## [Görev Tanımı a]
Sadelik üzerine yazılmış makaleye göre Balzac, yokluk çekenlerin daha dışa dönük, varlıklı olanların ise içe dönük olduğunu hangi kitabında vurgular?
========================================
- 11.03.2023 11:03
SADELİKTE bereket vardır. Kanaatkar olanların gönlü geniş olur. Tevazu sahibi insanlar durağanlıktan kurtulur. Bu hayatta beklentiler alınır, gerçekleşince satılır. Umutlar, mutluluğa ulaşınca nedense yerini sıradanlaşmaya bırakır. Fransız Balzac 'Çalışanın Fizyolojisi' kitabında yokluk çekenlerin daha dışa dönük, varlıklı olanların ise içe dönük olduğunu vurgular. Başta Kainatın Sahibi olmak üzere, O'nun rızası yolunda birçok faktöre muhtaç olduğunu unutan kişi, Yaradana ve insanlara ihtiyacı olmadığını düşünür. Modern çağın hastalıkları arasında yer alan Kaliforniya Sendromunda öne çıkan bedensel arzulardır. Zevklerine düşkünlük, bunu yaşamak için yalnız kalmak ve bu bencilliğin neticesinde kalplerde varlık gayesinden uzaklaşmanın biriktirdiği kasvet oluşur.
Güneş, başkaları için doğarak milyonlarca sene canlıların memnuniyetini kazanmış. Yağmurlar yağdıkça gönüllere sekinet getirmiş. Ağaçlar çiçek açıp meyve verdikçe, insanlığın yüzü gülmüş. Başkası için faydalı olma derdine düşen her ne ise bu alemde itibar bulmuş. Değer veren değer görmüş, insanlık eden insanlık bulmuş. Bugün birçok kaygımızın sebebi, hayatı sadece kendi tutkularımızdan ibaret görmemizdir. Bu dünyaya doymaya değil, belki tatmaya geldiğimizi her daim hatırlamamız gerekir. Aksi takdirde bu hakikatler unutulursa, üzülen biz oluruz.
========================================
## [Görev Tanımı b]
Kayıtlarda "As a warehouse robot's perception module, locate blonde woman" ifadesini içeren satırdan "253, 39, 371, 290" ifadesini içeren satıra kadar, bu satır da dahil olmak üzere, tüm satırları "Sıra" ve "Kayıt Satırı" sütunlarından oluşan bir Markdown tablosu biçiminde ifade ediniz. Boş satırları tabloya almayınız.

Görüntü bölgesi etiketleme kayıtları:
========================================
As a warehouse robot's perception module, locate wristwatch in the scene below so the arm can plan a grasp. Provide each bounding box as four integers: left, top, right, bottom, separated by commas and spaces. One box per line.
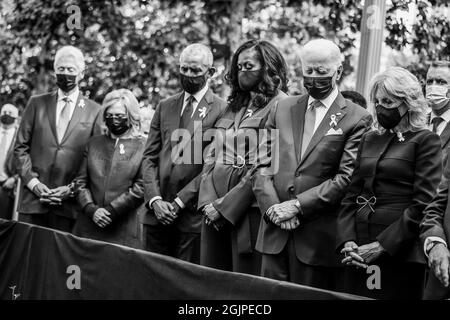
294, 199, 302, 214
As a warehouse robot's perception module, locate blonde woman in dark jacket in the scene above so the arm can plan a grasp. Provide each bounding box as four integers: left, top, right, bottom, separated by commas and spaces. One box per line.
74, 89, 145, 247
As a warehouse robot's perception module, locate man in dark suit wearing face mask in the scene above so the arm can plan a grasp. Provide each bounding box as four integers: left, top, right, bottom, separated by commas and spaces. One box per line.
140, 44, 226, 263
425, 61, 450, 163
14, 46, 102, 232
253, 39, 371, 290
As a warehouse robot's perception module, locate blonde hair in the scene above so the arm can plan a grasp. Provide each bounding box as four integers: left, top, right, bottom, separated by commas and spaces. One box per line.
102, 89, 142, 137
370, 67, 428, 132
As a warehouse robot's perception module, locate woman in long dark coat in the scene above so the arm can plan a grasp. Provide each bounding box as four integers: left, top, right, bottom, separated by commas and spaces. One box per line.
337, 67, 442, 299
73, 89, 145, 248
198, 40, 287, 275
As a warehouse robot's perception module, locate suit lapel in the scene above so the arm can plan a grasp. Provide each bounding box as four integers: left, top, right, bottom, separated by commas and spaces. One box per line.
234, 107, 247, 131
299, 94, 346, 165
61, 92, 86, 144
291, 95, 308, 162
46, 91, 58, 141
167, 91, 184, 132
441, 122, 450, 148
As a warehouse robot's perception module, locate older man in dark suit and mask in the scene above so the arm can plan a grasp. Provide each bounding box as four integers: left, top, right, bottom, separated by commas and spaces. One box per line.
253, 39, 372, 290
141, 44, 226, 263
15, 46, 101, 232
0, 103, 19, 219
425, 61, 450, 162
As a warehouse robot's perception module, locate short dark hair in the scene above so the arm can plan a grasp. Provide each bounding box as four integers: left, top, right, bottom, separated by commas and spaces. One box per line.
225, 40, 288, 112
341, 90, 367, 109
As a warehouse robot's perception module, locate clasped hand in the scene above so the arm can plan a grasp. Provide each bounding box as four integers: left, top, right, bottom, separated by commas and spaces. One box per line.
152, 200, 181, 225
203, 203, 226, 231
266, 200, 300, 230
341, 241, 385, 268
33, 183, 72, 206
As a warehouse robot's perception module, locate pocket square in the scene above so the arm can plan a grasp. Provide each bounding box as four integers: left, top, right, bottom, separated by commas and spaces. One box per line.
326, 128, 344, 136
========================================
## [Yazılı Yanıt a]
Balzac bunu "Çalışanın Fizyolojisi" adlı kitabında vurgular.

## [Yazılı Yanıt b]
| Sıra | Kayıt Satırı |
|---|---|
| 1 | As a warehouse robot's perception module, locate blonde woman in dark jacket in the scene above so the arm can plan a grasp. Provide each bounding box as four integers: left, top, right, bottom, separated by commas and spaces. One box per line. |
| 2 | 74, 89, 145, 247 |
| 3 | As a warehouse robot's perception module, locate man in dark suit wearing face mask in the scene above so the arm can plan a grasp. Provide each bounding box as four integers: left, top, right, bottom, separated by commas and spaces. One box per line. |
| 4 | 140, 44, 226, 263 |
| 5 | 425, 61, 450, 163 |
| 6 | 14, 46, 102, 232 |
| 7 | 253, 39, 371, 290 |